##### Document segment #####

“How does the public sector partner with the private sector to create social impact?”
Costs, regulation and political issues are among the top economic, social and development concerns for the real estate industry in 2020. As discussions about housing affordability take centre stage in the policy landscape, governments have stepped up their efforts to respond by intervening in Canada’s real estate market.
At the federal level, debate has continued around the mortgage stress test, which has had the effect of restraining activity not only in expensive real estate markets like those in Vancouver and Toronto but also in other areas where affordability is less of a concern.
While some of the interventions can help moderate price increases by tempering demand, the real solution lies in making it easier to supply the market with new housing.
In Ontario, the government has heard the calls to address supply. In 2019, for example, it passed Bill 108, which will restore some of the procedures of the old Ontario Municipal Board at the new Local Planning Appeal Tribunal. Interviewees believe this will streamline decision making and help alleviate some housing supply issues.

##### Stored data #####

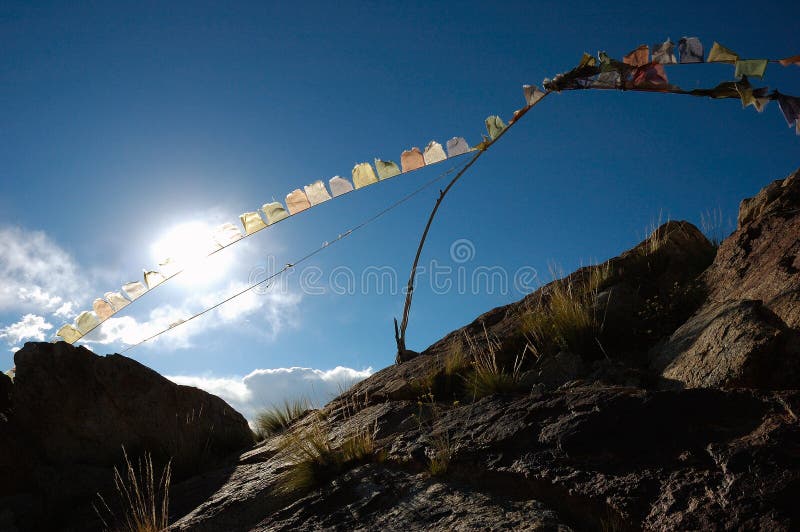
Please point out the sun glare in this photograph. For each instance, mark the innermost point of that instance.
(185, 247)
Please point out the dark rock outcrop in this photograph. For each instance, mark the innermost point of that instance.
(687, 421)
(72, 412)
(748, 331)
(681, 413)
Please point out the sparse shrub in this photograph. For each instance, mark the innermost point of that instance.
(567, 320)
(277, 419)
(489, 376)
(143, 496)
(656, 236)
(713, 226)
(442, 453)
(313, 459)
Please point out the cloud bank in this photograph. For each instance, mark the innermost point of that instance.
(263, 388)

#####

__Jobs__.
1 - In the passage on Canada's real estate market, at which new body will Bill 108 restore some of the procedures of the old Ontario Municipal Board?
2 - Transcribe the part of the passage on Canada's real estate market that opens with the words containing "At the federal" and closes with "of a concern.".
3 - Write the next part of the passage on Canada's real estate market, starting after its last sentence.
The entries have no connection to the passage on Canada's real estate market.

__Outputs for the tasks__.
1 - The new Local Planning Appeal Tribunal.

2 -
At the federal level, debate has continued around the mortgage stress test, which has had the effect of restraining activity not only in expensive real estate markets like those in Vancouver and Toronto but also in other areas where affordability is less of a concern.

3 -
In Quebec, Montreal has taken a different approach with its proposed 20-20-20 plan. Under the plan, the city would require developers to set aside certain percentages of new residential developments for social, affordable and family-oriented housing. In many cases, they can make a financial contribution in lieu of setting aside units.
The real estate industry has raised significant concerns about the cost impacts of the unintended consequences of these types of policies. While they may help create some new affordable units, the added costs will likely worsen affordability overall.
Looking at the mortgage stress test, it has helped to dampen price increases, but it has done so by taking some homebuyers out of the market. It’s time for the government to recognize that, aside from Vancouver, Toronto and potentially a few rising markets, affordability is less of a concern in most cities and provinces, which shouldn’t be subject to the same rules.
Adding to the concern is the fact that an opaque and unregulated lending market has emerged that’s creating the very risks that the stress test had tried to avoid. With traditional lending markets closed to some buyers, many have turned to private mortgage funds or the developers themselves to get the funding they need to close their homes, often at significantly higher rates. The end result is greater consumer and market risk.
Beyond the problem of unintended consequences, there’s also the issue of inconsistency in government policies. While the stress test dampens demand, for example, the government is also boosting the pool of potential homebuyers by increasing immigration.
Where governments are addressing supply issues, they’re also finding ways to benefit more directly by pursuing transit-oriented development. While transit agencies have traditionally emphasized delivering infrastructure to the public without focusing on ways to subsidize the costs, they’re now doing more to capture some of the new value created.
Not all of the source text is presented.